• **Texto fornecido**:
>>
Prazo dado pela Justiça para que a Renova mantenha contrato e garanta continuidade do trabalho vence dia 28

Leonardo Sá

Vence em duas semanas, no próximo dia 28, o prazo de quatro meses estabelecido pela Justiça Federal para que a Fundação Renova mantenha o acordo de cooperação técnica com a Fundação Espírito-Santense de Tecnologia, da Universidade Federal do Espírito Santo (Fest/Ufes), referente à execução do Programa de Monitoramento da Biodiversidade Aquática (PMBA) pela Rede Rio Doce Mar (RRDM), composta por 27 universidades e outras instituições de pesquisa públicas.

Sem resposta sobre a proposta feita pela RRDM de manter o contrato até o final da próxima estação seca (outubro/novembro de 2021), para que a transição para um futuro novo executor seja mais segura, a Rede e a Fest/Ufes preparam a desmobilização das equipes, que somam cerca de 500 pesquisadores, muitos dos mais renomados do país, além de equipamentos, imóveis e contratos com fornecedores de diversos serviços.

“Nós estamos preparados para qualquer decisão. Se o juiz acatar os argumentos da Renova e encerrar no final de fevereiro, estamos prontos pra desmobilizar e encerrar o projeto. Se a Justiça entender que deve continuar até o final do ano, estamos prontos”, afirma Eustáquio de Castro, professor do Departamento de Química da Ufes, onde coordena o LabPetro e dirige o Centro de Ciências Exatas (CCE), e um dos membros da coordenação-geral da RRDM.

Pouco antes, a Câmara Técnica de Biodiversidade (CTBio) também já havia se manifestado contrariamente à rescisão, devido à qualidade dos trabalhos prestados pela Rede de universidades, e pela independência técnica e política que as instituições sustentam.
<<
• **Dados extraídos**:
>>
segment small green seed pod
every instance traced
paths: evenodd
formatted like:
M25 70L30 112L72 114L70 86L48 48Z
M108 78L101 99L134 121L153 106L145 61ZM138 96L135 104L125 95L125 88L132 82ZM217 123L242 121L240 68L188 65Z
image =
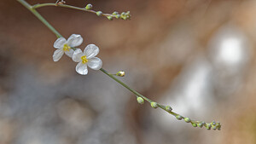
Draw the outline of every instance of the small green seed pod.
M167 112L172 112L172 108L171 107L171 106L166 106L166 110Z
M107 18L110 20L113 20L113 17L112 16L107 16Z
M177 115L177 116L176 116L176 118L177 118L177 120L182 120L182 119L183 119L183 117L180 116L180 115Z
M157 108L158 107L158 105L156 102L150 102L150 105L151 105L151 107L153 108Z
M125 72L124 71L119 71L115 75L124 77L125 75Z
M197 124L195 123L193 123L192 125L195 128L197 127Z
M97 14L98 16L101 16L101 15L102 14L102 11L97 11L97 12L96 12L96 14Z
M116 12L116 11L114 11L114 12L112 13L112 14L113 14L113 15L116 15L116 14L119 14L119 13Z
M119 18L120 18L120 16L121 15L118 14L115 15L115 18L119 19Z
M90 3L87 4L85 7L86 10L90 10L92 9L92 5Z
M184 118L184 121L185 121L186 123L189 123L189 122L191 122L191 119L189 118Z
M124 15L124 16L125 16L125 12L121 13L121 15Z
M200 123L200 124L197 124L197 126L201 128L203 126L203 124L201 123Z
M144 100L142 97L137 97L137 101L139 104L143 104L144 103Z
<<
• **Objetivos**:
[A] Responda com base na reportagem sobre a Fundação Renova:
(i) Quantas universidades compõem a Rede Rio Doce Mar?
(ii) Até quando a RRDM propôs manter o contrato?
(iii) Quantos pesquisadores somam as equipes que a Rede e a Fest/Ufes preparam para desmobilizar?
[B] Por favor, dê seguimento à reportagem sobre a Fundação Renova a partir do ponto em que ela termina.
Os dados são um material à parte, independente da reportagem sobre a Fundação Renova.

• **Respostas por tarefa**:
[A]
(i) 27 universidades, além de outras instituições de pesquisa públicas.
(ii) Até o final da próxima estação seca (outubro/novembro de 2021).
(iii) Cerca de 500 pesquisadores.

[B]
O segundo relatório anual, por exemplo, apresentado dias antes do anúncio da decisão de rescisão, havia iniciado o estabelecimento de nexo causal entre o rompimento da Barragem de Fundão, em novembro de 2015, e os impactos verificados na biodiversidade aquática do território monitorado: toda a calha capixaba do Rio Doce, bem como o litoral compreendido entre o Parque Nacional de Abrolhos, no sul da Bahia, e o norte do Rio de Janeiro, incluindo o estuário do Rio Doce e toda a costa do Espírito Santo.
Instância máxima da governança das ações de reparação e compensação dos danos advindos do crime da Samarco/Vale-BHP contra a bacia hidrográfica do Rio Doce, o CIF, bem como sua câmara técnica específica para o assunto do contrato, a CTBio, entenderam que é preciso manter o trabalho que vem sendo realizado desde 2018 pela RRDM, que utiliza, inclusive, dados pretéritos ao crime, pois muitos pesquisadores contratados pela Fest/Ufes já vinham realizando estudos e coletas na região, por meio de seus projetos rotineiros de pesquisa.
Igualmente conscientes disso, os gestores da RRDM advertem que, se a Renova decidir contratar um novo executor de forma abrupta, pode ter problemas com os contratos. “Eu lido com contratos com Petrobras, Vale, empresas internacionais. Há contratos negociados por até dois anos! Nós estamos colocando à disposição da Renova a nossa competência e o nosso tempo. Não é por ela, mas por todo o sistema CIF, os atingidos e a sociedade”, expõe o professor Eustáquio.

O coordenador geral da Rede ressalta que, mesmo diante da vasta experiência sua e de outros pesquisadores com projetos e empresas grandes, o trabalho da RRDM para a execução do PMBA chama atenção pela magnitude e complexidade.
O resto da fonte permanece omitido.